▸ **EXERCISE PASSAGE**
○ ○ ○ ○

But rather than an actor, why shouldn’t a home-educator be more a scientist? A scientists learns as much, if not more, from a day of failed hypotheses than from a day of endlessly successful ones. In fact, a scientist whose experiments succeed every time probably isn’t doing much creative thinking at all! But a mother must slow down, give herself time for meditation and thought, in an objective fashion. . She can ask herself- why isn’t this working, and what might work instead? She must put her expectations into perspective continually, and this is hard, emotional work.

○ ○ ○ ○

▸ **REQUIRED ACTION**
Pick up the passage about the home-educator as scientist after its last sentence and continue it.

Saved entries
○ ○ ○ ○

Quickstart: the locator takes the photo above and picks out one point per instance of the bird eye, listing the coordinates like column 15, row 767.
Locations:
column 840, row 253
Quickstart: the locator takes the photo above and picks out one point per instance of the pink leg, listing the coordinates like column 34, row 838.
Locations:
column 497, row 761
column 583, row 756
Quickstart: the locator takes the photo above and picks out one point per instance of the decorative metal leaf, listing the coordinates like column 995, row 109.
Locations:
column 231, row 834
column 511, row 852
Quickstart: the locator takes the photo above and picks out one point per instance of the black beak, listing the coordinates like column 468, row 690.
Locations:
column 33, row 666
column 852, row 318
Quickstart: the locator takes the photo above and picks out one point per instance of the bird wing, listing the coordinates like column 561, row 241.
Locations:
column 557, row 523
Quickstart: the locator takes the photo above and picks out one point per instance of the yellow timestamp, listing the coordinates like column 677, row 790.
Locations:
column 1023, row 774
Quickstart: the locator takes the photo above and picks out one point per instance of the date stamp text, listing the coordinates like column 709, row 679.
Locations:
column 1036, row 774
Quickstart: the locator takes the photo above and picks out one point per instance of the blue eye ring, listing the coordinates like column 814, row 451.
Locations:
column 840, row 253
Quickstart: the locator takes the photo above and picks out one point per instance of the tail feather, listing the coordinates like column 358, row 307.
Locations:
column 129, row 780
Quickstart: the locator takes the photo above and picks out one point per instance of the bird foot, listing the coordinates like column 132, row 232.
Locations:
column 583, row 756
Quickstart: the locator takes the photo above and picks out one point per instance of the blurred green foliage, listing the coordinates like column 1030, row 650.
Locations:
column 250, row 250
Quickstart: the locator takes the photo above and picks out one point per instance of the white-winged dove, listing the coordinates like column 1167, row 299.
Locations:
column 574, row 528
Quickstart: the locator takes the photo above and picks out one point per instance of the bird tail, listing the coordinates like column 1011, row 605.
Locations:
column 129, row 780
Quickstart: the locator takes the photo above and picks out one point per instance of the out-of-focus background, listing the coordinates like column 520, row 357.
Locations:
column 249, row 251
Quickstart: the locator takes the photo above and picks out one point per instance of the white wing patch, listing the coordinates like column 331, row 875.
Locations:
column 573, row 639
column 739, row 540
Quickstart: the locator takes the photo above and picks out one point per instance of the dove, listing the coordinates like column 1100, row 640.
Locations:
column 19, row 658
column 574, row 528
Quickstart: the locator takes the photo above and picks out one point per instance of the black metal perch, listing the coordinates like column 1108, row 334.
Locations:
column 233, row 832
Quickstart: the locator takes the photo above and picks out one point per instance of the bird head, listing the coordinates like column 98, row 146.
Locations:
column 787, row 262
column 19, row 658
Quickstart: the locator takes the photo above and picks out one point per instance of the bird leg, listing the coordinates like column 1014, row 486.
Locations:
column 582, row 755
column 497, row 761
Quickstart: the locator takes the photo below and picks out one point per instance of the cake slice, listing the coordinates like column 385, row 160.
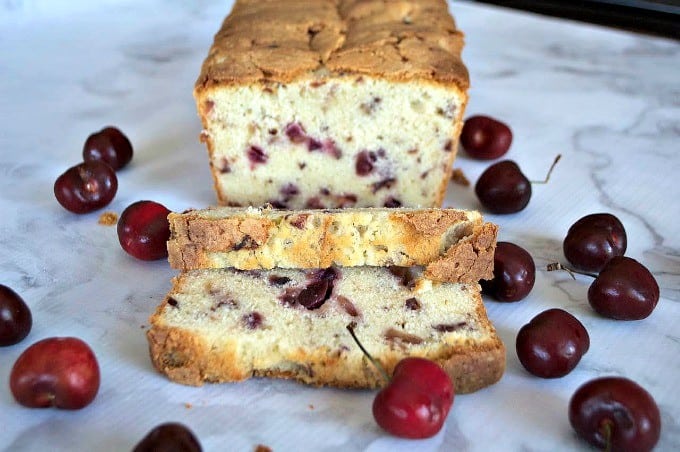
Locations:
column 225, row 325
column 454, row 245
column 333, row 103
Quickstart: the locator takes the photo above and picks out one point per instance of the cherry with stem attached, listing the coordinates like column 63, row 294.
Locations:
column 503, row 188
column 624, row 289
column 416, row 400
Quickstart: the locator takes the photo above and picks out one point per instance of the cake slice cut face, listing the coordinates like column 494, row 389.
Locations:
column 333, row 103
column 226, row 325
column 453, row 245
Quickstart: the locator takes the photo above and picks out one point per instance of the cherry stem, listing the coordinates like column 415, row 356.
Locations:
column 375, row 363
column 547, row 176
column 557, row 266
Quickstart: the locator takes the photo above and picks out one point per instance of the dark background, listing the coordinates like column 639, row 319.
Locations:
column 658, row 17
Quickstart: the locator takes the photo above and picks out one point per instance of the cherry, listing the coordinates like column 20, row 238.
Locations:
column 143, row 230
column 552, row 343
column 86, row 187
column 514, row 273
column 593, row 240
column 169, row 437
column 109, row 145
column 503, row 188
column 615, row 413
column 60, row 371
column 624, row 290
column 485, row 138
column 416, row 400
column 15, row 317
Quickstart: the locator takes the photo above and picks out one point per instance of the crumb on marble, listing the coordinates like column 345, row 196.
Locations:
column 108, row 218
column 458, row 177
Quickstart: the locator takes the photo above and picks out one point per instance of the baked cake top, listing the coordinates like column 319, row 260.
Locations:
column 283, row 40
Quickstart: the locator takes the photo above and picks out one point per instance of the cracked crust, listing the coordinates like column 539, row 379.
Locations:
column 454, row 245
column 283, row 40
column 197, row 346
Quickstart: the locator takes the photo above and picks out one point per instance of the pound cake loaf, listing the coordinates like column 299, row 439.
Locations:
column 333, row 103
column 226, row 325
column 454, row 245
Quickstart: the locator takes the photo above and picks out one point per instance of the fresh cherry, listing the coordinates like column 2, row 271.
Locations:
column 503, row 188
column 169, row 437
column 416, row 400
column 624, row 290
column 86, row 187
column 593, row 240
column 514, row 273
column 143, row 230
column 615, row 413
column 15, row 317
column 61, row 371
column 109, row 145
column 552, row 343
column 485, row 138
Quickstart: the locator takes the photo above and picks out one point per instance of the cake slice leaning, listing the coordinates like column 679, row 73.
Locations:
column 453, row 245
column 225, row 325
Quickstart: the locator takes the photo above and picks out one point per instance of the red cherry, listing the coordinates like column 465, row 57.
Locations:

○ ○ ○ ○

▸ **RESULT FOR THIS TASK**
Life, including scope and sequence charts, curriculum catalogs, and booklists, are a feast laid for us by the hand of God. There are a few courses of which most everyone should partake. But perhaps we should not so anxiously fill the children’s plates for them. Perhaps we can dish out just a bit of what they must have, and let them taste and sample and enjoy their ‘food’ just a bit more. Yes, it takes time to enjoy the feast, instead of just shoveling in the fuel. Maybe I can’t stick to the scope and sequence laid out by the experts from August to June. Maybe our scope and sequence is a wider scope in a strange sequence… but here’s the rub. INFORMATION CHANGES. At the speed of light. An increasing number of the things taught even 15 years ago are becoming out of style, kicked off the chart, redesigned. To some, it seems scary. To a home-educating mother, it may leave a feeling of hopelessness- where do I start then? I take comfort in many things, but one thing in the biggest way. Information is interesting, helpful, enjoyable, necessary. Information changes, facts get redefined, but Jesus Christ is the same yesterday, today, and forever. It’s a perspective I hope to pass on to my children.
If these ideas are interesting to you, here’s some more food for thought for you to chew on:
The Relaxed Home School
Homeschooling with Gentleness
How Children Fail
How Children Learn
Learning All The Time
For the Children's Sake: Foundations of Education for Home and School

"What we want to see is the child in pursuit of knowledge, and not knowledge in pursuit of the child."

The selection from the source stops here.